Testo del documento
────

Mi è capitato spesso negli ultimi mesi di vederla apparire in programmi e talk-show televisivi come opinionista schierato, come tanti altri per carità, ma sempre schierato.

Sono d'accordo sul fatto che in un paese occidentale come l'Italia tutto questo non possa essere criticato a priori, ma ripenso con grande nostalgia alle persone che l'hanno preceduta e che -pur mantenendo diritta la barra ideologica della loro opinione, risultavano essere sempre alti e consoni al ruolo che occupavano. E parlo dei grandi del giornalismo italiano di destra e di sinistra: se ne sente proprio la mancanza. Degli intellettuali, dei politici, dei fini pensatori del tempo che fu. E' vero, il linguaggio è cambiato, i media si sono trasformati ed è in atto una battaglia di consensi senza precedenti nel nostro paese; eppure scorgo in lei quel piglio estremista da tifoso, che mi induce a pensare che lei abbia perso di vista il suo ruolo: quello di giornalista e direttore di un quotidiano.

Ma non voglio farle una filippica deontologica su cosa si dovrebbe dire e su che cosa sarebbe meglio non dire.

Io credo che molti di quelli che in questa Seconda Repubblica sono stati in prima linea saranno presto dimenticati. Lei dissentirà su questa mia analisi ribadendo che ci sono altri giornali e giornalisti che fanno come lei se non peggio.

Il punto però, mi perdoni, non è questo.

Purtroppo è lei che ha scritto questo pezzo e qui risiede il motivo di questa mia lettera. Ho letto il suo editoriale di oggi su Libero e sono rimasto basito. Non per i toni o per il linguaggio usato, né per le sue opinioni che -seppur criticabili- sono sacrosante in un paese libero.

Mi riferisco ai sentimenti che avrà provocato nell'intimo dell'anima dei suoi lettori: rabbia, indignazione, ira, risentimento per l'opposta fazione (in questo caso i comunisti), allargamento della ferita sociale aperta da tempo nel nostro paese. Quella che mette gli uni contro gli altri, i bianchi contro i neri a prescindere dalle idee. Quelle non importano. Bastano gli slogan urlati in tv o da qualche palco in comizi pubblici che arringano le folle. Se le sue fonti davvero le hanno comunicato quel progetto di attentato al Presidente della Camera Gianfranco Fini, non era sul quotidiano da lei diretto che dovevano finire. L'autorità giudiziaria era il lettore indicato per quegli scritti. La nostra Carta Costituzionale ci dice questo, ammesso che si pensi ancora di vivere nello stesso paese civile che basa la sua stessa esistenza sulle regole condivise.

────

Operazioni da svolgere
• 1. Nella lettera sull'editoriale di Libero, a chi avrebbero dovuto arrivare gli scritti sul progetto di attentato al Presidente della Camera?
• 2. Prosegui la lettera sull'editoriale di Libero partendo dall'ultima frase riportata.
I dati che seguono non hanno alcun legame con la lettera sull'editoriale di Libero.

────

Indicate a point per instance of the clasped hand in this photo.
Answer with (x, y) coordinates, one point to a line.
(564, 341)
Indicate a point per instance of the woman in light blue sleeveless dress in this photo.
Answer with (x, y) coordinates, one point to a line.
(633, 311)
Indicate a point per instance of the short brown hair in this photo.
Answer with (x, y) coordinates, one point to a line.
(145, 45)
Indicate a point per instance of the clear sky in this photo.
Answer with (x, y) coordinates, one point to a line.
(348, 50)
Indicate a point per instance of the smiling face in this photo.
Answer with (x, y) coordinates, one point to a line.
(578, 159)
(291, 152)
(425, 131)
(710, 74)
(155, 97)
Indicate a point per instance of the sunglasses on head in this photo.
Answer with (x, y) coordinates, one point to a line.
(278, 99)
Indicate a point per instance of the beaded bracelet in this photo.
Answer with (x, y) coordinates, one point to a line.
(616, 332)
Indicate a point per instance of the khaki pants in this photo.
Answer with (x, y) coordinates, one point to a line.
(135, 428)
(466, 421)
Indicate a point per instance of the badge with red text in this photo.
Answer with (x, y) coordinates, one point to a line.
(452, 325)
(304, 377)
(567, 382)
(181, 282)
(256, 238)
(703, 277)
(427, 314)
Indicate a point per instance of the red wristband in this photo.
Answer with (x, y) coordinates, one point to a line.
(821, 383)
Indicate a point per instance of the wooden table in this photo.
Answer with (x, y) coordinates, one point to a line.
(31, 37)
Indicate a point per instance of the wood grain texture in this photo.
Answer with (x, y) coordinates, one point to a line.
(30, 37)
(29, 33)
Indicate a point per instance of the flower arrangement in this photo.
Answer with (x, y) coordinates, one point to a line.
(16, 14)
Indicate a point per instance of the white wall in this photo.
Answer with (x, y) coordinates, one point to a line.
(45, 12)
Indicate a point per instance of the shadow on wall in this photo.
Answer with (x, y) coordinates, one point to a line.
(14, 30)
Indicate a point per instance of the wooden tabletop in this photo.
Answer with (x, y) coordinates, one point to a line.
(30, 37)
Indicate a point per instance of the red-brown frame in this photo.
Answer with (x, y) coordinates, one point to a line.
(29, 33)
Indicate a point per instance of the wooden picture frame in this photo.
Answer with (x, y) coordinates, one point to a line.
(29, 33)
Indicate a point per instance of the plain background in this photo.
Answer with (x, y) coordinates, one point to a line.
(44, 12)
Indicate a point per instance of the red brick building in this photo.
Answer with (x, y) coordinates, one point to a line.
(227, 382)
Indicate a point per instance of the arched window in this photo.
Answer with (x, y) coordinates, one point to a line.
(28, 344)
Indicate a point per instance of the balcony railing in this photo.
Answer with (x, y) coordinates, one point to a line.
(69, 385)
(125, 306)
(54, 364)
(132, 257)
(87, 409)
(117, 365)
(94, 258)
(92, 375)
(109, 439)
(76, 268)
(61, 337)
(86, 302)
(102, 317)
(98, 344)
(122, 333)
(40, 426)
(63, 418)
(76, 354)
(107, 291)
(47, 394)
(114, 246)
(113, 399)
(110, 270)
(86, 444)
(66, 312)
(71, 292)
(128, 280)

────

Risposte alle consegne
• 1. All'autorità giudiziaria.

• 2.
Si lo so che cosa è il diritto/dovere di cronaca giornalistico che viene sempre rivendicato in questi casi, ma esiste anche la responsabilità per i cerchi provocati dalle pietre piatte fatte schizzare a tutta velocità sul pelo dell'acqua. La gara che si faceva da ragazzini per vedere chi faceva fare più salti al sasso. I cerchi, una volta incominciati, continuano e non li si può più controllare. Continuare come dei ragazzi (solo nella sfrontatezza) a chi fa di più cerchi credo sia una attività deleteria per la gente, per la tenuta stessa della società. Non si può barattare la tensione sociale per uno scoop (o presunto scoop), per il consenso al governo o all'opposizione da far risalire. Nessun leader politico può pretendere da una stampa seria e corretta -seppur schierata- che si metta a repentaglio un clima sociale di cui sono poi figlie le reazioni spropositate.

Io non sono di sinistra, anche se non ci sarebbe nulla di male. Le idee sono idee e valgono tutte quando sono pensate con la propria testa. Ma voi e tutti quelli che lo fanno da una parte e dell'altra, con questo giornalismo basso (mi vorrà perdonare), non parlate più alle persone offrendo punti di vista sui fatti, voi parlate alle curve degli stadi.

E aizzare senza ritegno e a qualunque costo è molto pericoloso.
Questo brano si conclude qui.